(GIVEN PASSAGE)
Visiting Africa as a tourist could be the best way to fight poachers
African elephants, one of the world's most iconic animals, could go extinct in the wild within the next decade, a major conservation conference in Botswana has been told. The best way to stop it is for as many people as possible to go on safari, the tourist trade providing money to fund protection. In other words, pack your khaki and get out there.
New figures from the International Union for Conservation of Nature show that the African elephant population fell from 550,000 to 470,000 between 2006 and 2013 - meaning at least 80,000 have been poached. The new statistics were delivered at the Africa Elephant Summit, attended by delegates from around 20 countries, including China, which is accused of fuelling the poaching trade for traditional medicine and other ivory products.
The situation is at its worst in east Africa, where numbers have fallen from 150,000 to 100,000 during the same seven year period. Tanzania's Selous Game Reserve was recently added to UNESCO's list of World Heritage Sites under threat, as up to 66% of the reserve's population of elephants - as many as 25,000 animals - were killed between 2009 and 2013.
(End GIVEN PASSAGE)
(EXTRACTED ENTRIES)
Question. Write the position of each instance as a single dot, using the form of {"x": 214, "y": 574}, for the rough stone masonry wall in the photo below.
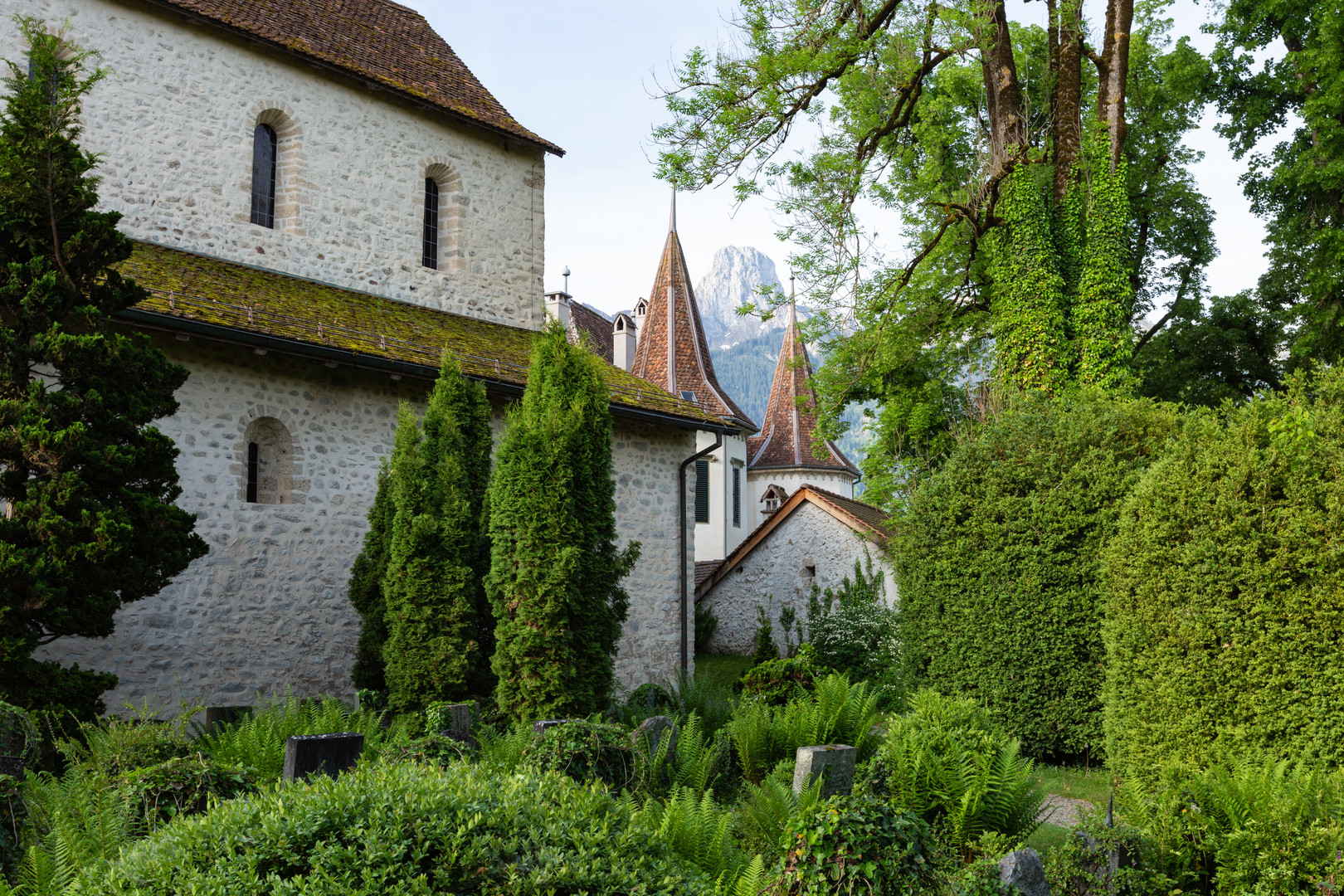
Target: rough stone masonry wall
{"x": 266, "y": 609}
{"x": 175, "y": 121}
{"x": 808, "y": 538}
(End EXTRACTED ENTRIES)
# CHECK YOUR UNDERSTANDING
1. List every country named in the article on elephant poaching.
2. Extend the article on elephant poaching from where it stops.

# ANSWERS BY ITEM
1. Botswana, China, Tanzania

2.
"This species could be extinct in our lifetime, within one or two decades, if the current trend continues," said Dune Ives, senior researcher at Vulcan, a philanthropic organisation run by US billionaire Paul Allen. "In five years we may have lost the opportunity to save this magnificent and iconic animal."
This news arrives in the same week as Prince Harry's announcement that upon leaving the army in June he'll be travelling to Africa to work on a conservation project, following in the footsteps of his father and brother who are already public advocates for wildlife protection.
There is some debate over quite how dire the situation in Africa is, with elephant populations in southern Africa proving healthier than elsewhere. Some experts state that if poaching continues at current rates it could see these numbers halved, but not the species eradication posited by some.
What most experts agree upon is that tourism has a hugely important role to play in defeating the poachers. The money provided by visitors going on safari in the area delivers the funds necessary to continue the conservation effort.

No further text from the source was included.